**Work instructions:**
From the line containing "Identify one point on each instance of the black top" down to the final line of the entries below, quote every line verbatim. Exclude pictures.

**Available data:**
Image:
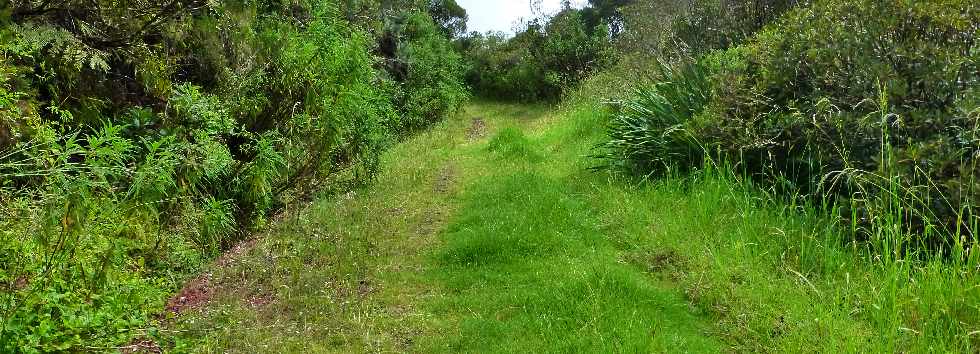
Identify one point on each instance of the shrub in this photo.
(650, 131)
(138, 142)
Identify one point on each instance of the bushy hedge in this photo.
(541, 60)
(868, 99)
(138, 142)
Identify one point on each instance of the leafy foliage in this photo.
(541, 60)
(139, 140)
(874, 101)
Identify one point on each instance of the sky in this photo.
(501, 15)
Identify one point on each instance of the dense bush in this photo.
(138, 142)
(873, 100)
(541, 60)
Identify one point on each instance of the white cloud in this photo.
(502, 15)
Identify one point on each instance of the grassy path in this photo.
(485, 234)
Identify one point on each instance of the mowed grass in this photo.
(489, 233)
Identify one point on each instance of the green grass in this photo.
(505, 241)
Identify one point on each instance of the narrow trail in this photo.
(485, 234)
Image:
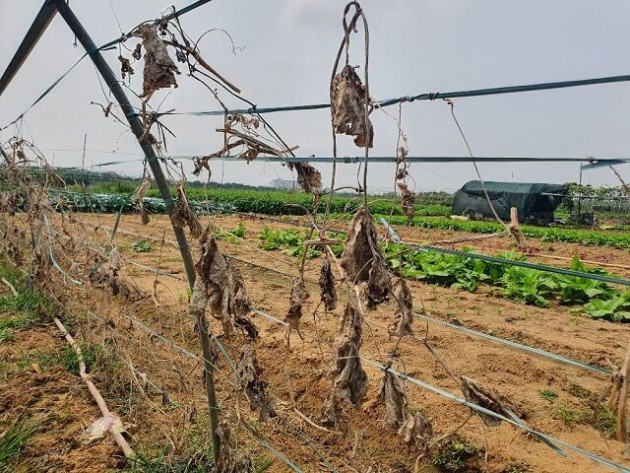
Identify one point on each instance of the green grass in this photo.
(142, 246)
(548, 395)
(6, 335)
(529, 286)
(456, 457)
(13, 439)
(602, 418)
(18, 313)
(568, 235)
(65, 356)
(567, 415)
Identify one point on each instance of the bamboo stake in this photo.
(515, 228)
(118, 437)
(622, 431)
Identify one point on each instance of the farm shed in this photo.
(533, 201)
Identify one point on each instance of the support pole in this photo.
(136, 126)
(34, 33)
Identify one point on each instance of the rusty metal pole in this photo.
(136, 126)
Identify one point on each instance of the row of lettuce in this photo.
(283, 203)
(591, 297)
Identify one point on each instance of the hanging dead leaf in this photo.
(183, 214)
(417, 431)
(489, 399)
(408, 200)
(252, 382)
(137, 52)
(332, 412)
(361, 247)
(328, 292)
(212, 286)
(125, 67)
(348, 106)
(350, 380)
(299, 295)
(141, 191)
(379, 283)
(309, 178)
(391, 393)
(403, 317)
(144, 216)
(116, 261)
(159, 68)
(240, 304)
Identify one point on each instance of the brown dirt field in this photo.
(58, 400)
(299, 376)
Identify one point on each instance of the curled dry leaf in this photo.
(213, 285)
(484, 397)
(144, 216)
(229, 459)
(378, 287)
(350, 380)
(137, 52)
(348, 106)
(116, 261)
(391, 393)
(252, 382)
(125, 67)
(221, 285)
(361, 246)
(403, 317)
(183, 214)
(299, 295)
(159, 68)
(332, 411)
(240, 304)
(138, 195)
(416, 430)
(362, 259)
(408, 200)
(141, 191)
(328, 292)
(309, 178)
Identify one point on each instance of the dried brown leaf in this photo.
(328, 292)
(309, 178)
(299, 295)
(348, 105)
(416, 430)
(392, 394)
(378, 287)
(484, 397)
(350, 380)
(403, 317)
(159, 68)
(408, 200)
(212, 283)
(360, 248)
(256, 388)
(183, 214)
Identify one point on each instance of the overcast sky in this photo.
(285, 56)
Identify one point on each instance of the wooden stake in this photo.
(118, 437)
(515, 228)
(622, 431)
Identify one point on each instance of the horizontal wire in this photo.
(510, 343)
(478, 408)
(424, 96)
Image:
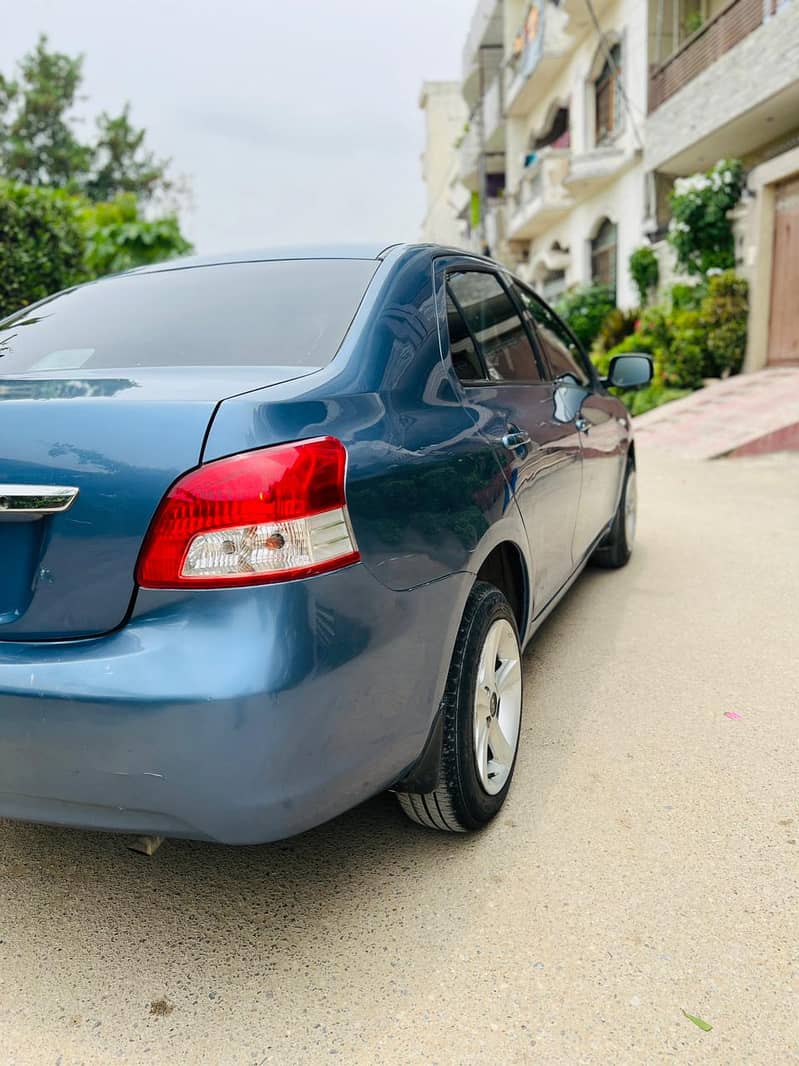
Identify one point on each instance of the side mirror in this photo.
(629, 371)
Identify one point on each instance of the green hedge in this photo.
(42, 244)
(50, 240)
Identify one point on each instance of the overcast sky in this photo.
(295, 122)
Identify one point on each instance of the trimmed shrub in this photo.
(645, 272)
(617, 325)
(685, 364)
(585, 309)
(699, 231)
(723, 313)
(686, 297)
(42, 244)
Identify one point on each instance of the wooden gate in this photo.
(783, 330)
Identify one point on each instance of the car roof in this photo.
(361, 251)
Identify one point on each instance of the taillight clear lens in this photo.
(267, 515)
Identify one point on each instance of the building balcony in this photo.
(542, 195)
(469, 160)
(593, 170)
(704, 47)
(483, 48)
(495, 225)
(702, 109)
(544, 44)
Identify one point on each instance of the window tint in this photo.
(494, 323)
(280, 313)
(465, 357)
(563, 355)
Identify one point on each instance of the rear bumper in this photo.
(240, 715)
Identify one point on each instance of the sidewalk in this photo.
(746, 415)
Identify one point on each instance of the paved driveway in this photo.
(647, 861)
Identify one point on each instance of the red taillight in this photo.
(268, 515)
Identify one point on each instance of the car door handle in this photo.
(36, 499)
(514, 440)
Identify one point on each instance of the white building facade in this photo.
(580, 114)
(444, 117)
(724, 82)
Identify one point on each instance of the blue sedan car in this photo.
(275, 530)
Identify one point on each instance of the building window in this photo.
(607, 96)
(603, 256)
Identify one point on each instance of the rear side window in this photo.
(465, 358)
(493, 322)
(279, 313)
(560, 351)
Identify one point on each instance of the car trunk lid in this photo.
(118, 437)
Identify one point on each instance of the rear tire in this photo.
(617, 547)
(482, 720)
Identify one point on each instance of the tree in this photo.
(118, 238)
(39, 145)
(121, 163)
(42, 244)
(37, 141)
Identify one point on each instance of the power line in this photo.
(614, 67)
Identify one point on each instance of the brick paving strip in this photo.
(746, 415)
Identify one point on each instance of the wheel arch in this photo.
(505, 568)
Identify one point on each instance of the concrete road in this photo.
(646, 862)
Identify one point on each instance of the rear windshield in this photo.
(284, 313)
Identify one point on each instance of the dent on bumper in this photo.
(241, 715)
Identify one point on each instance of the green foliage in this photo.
(121, 163)
(39, 146)
(70, 210)
(686, 297)
(37, 141)
(702, 335)
(42, 244)
(699, 231)
(724, 312)
(618, 324)
(645, 272)
(117, 238)
(585, 309)
(684, 364)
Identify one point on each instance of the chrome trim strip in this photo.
(36, 499)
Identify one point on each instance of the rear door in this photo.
(592, 415)
(505, 389)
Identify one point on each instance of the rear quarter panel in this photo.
(426, 495)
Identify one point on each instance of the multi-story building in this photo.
(480, 149)
(724, 82)
(582, 113)
(445, 115)
(575, 105)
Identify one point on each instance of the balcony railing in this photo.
(543, 44)
(708, 44)
(541, 195)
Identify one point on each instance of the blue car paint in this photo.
(241, 715)
(121, 441)
(248, 714)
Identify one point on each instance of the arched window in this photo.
(607, 96)
(603, 255)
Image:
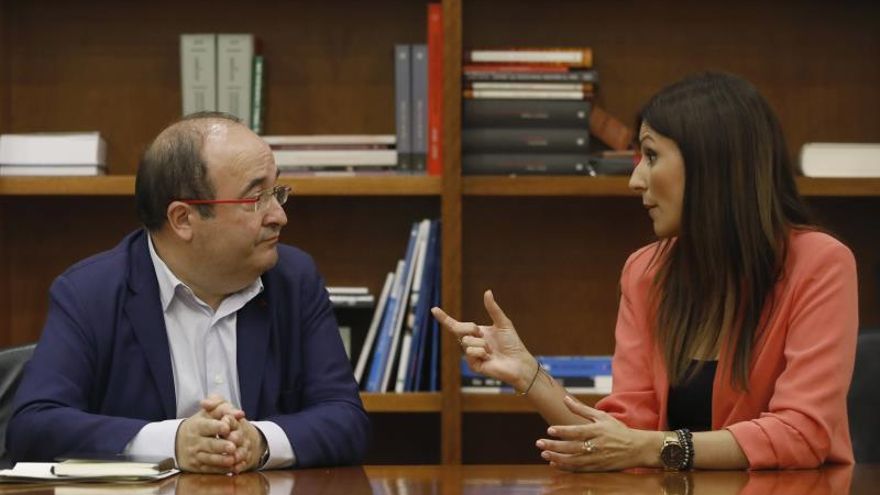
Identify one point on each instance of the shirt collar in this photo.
(169, 284)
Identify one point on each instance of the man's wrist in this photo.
(652, 442)
(528, 373)
(264, 450)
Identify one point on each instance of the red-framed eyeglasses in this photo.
(259, 201)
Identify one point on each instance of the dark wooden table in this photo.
(492, 480)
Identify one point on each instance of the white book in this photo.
(409, 321)
(405, 345)
(50, 170)
(198, 72)
(53, 148)
(525, 94)
(352, 300)
(346, 290)
(235, 60)
(573, 56)
(528, 86)
(841, 159)
(352, 158)
(350, 139)
(370, 338)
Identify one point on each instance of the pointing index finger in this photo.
(499, 319)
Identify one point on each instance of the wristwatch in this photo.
(673, 454)
(264, 458)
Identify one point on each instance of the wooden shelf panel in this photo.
(401, 185)
(618, 186)
(508, 403)
(417, 402)
(123, 185)
(546, 186)
(839, 187)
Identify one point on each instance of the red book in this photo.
(435, 89)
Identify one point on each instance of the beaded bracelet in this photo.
(526, 391)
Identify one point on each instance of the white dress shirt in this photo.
(203, 360)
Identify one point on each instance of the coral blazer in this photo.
(794, 414)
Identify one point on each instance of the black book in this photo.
(532, 140)
(526, 113)
(525, 164)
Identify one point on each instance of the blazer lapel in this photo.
(252, 344)
(144, 311)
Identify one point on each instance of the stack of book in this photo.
(223, 72)
(53, 153)
(401, 351)
(527, 111)
(353, 308)
(334, 153)
(578, 374)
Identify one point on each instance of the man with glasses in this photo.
(199, 336)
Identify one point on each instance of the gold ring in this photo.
(589, 448)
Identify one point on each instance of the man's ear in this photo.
(180, 218)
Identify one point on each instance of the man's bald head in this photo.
(173, 167)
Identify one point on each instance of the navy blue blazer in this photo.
(102, 368)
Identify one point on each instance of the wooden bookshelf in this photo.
(123, 185)
(508, 403)
(551, 247)
(419, 402)
(619, 186)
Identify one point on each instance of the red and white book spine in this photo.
(435, 89)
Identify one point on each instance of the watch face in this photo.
(672, 455)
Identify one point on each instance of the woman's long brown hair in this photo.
(716, 279)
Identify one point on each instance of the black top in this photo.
(690, 404)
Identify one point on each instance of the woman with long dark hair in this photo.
(736, 331)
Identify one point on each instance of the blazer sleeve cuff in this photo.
(280, 451)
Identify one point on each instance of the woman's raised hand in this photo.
(492, 350)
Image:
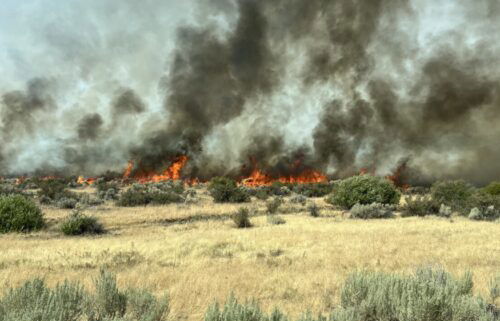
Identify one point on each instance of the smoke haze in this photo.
(287, 85)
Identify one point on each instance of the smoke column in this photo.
(331, 85)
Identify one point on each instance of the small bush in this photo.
(165, 198)
(225, 190)
(493, 189)
(67, 203)
(275, 219)
(371, 211)
(483, 206)
(19, 214)
(314, 189)
(419, 206)
(455, 194)
(364, 189)
(429, 295)
(314, 210)
(273, 205)
(242, 218)
(70, 302)
(80, 224)
(262, 194)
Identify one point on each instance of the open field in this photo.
(196, 254)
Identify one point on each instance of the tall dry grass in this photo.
(297, 266)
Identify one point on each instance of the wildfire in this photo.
(259, 178)
(83, 180)
(173, 173)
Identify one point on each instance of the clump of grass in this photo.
(242, 218)
(371, 211)
(158, 194)
(19, 214)
(275, 219)
(428, 295)
(314, 210)
(273, 205)
(70, 302)
(364, 190)
(79, 224)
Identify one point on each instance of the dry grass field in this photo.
(196, 254)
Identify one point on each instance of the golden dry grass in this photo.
(297, 266)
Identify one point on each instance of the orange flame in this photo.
(173, 173)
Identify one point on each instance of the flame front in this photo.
(173, 173)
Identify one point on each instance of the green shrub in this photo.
(313, 189)
(493, 189)
(225, 190)
(242, 218)
(483, 206)
(19, 214)
(67, 203)
(428, 295)
(165, 198)
(275, 219)
(262, 194)
(371, 211)
(314, 210)
(78, 224)
(273, 205)
(34, 301)
(455, 194)
(70, 302)
(419, 206)
(364, 189)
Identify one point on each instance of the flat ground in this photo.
(196, 254)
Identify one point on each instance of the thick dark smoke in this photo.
(374, 84)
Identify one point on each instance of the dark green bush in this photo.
(79, 224)
(242, 218)
(419, 206)
(493, 189)
(279, 189)
(371, 211)
(313, 189)
(455, 194)
(19, 214)
(225, 190)
(262, 194)
(483, 206)
(364, 190)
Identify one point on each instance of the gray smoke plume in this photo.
(285, 85)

**Response below:**
Identify one point on each instance of the black top in this photo.
(690, 404)
Identify one point on each instance of the woman with long dark hair in this photo.
(736, 331)
Identify one point on each instance of the blazer sleeve cuff in this photo.
(280, 451)
Identify one point on each instance of the woman's raised hand in this photo.
(492, 350)
Image:
Identify one point on each instance of the smoke haze in this photo.
(287, 85)
Identify one point on each instance of the smoke column in this photo.
(331, 85)
Identify one point on each instance of the small bush in this photo.
(165, 198)
(225, 190)
(493, 189)
(67, 203)
(275, 219)
(371, 211)
(483, 206)
(19, 214)
(314, 189)
(419, 206)
(455, 194)
(364, 189)
(429, 295)
(314, 210)
(273, 205)
(242, 218)
(70, 302)
(80, 224)
(262, 194)
Identify one point on each instance of the open field in this photo.
(196, 254)
Identify one point on each instance of the tall dry grass in this photo.
(297, 266)
Identify one point on each instance of the wildfire in this photo.
(259, 178)
(83, 180)
(173, 173)
Identify one point on each instance of the clump of grass in this photo.
(242, 218)
(371, 211)
(158, 194)
(19, 214)
(275, 219)
(428, 295)
(314, 210)
(273, 205)
(70, 302)
(364, 190)
(79, 224)
Identify one point on each instance of the dry grass field in this photo.
(196, 254)
Identify one point on each instance of the golden dry grass in this photo.
(297, 266)
Identify one point on each instance of the orange flame in this photo.
(173, 173)
Identify one point on each instance of the flame front in this photo.
(173, 173)
Identify one point on each instance of the green shrub in this photo.
(313, 189)
(493, 189)
(225, 190)
(242, 218)
(483, 206)
(19, 214)
(67, 203)
(428, 295)
(165, 198)
(275, 219)
(262, 194)
(371, 211)
(314, 210)
(78, 224)
(273, 205)
(34, 301)
(455, 194)
(70, 302)
(419, 206)
(364, 189)
Identify one point on each instance of the flat ground in this photo.
(196, 254)
Identify one point on each instance of the thick dark smoke in this photo.
(374, 84)
Identify one point on each instance of the dark green bush in this photo.
(79, 224)
(242, 218)
(419, 206)
(493, 189)
(279, 189)
(371, 211)
(313, 189)
(455, 194)
(19, 214)
(225, 190)
(262, 194)
(483, 206)
(364, 190)
Identify one point on each instance of the gray smoke plume in this photo.
(285, 85)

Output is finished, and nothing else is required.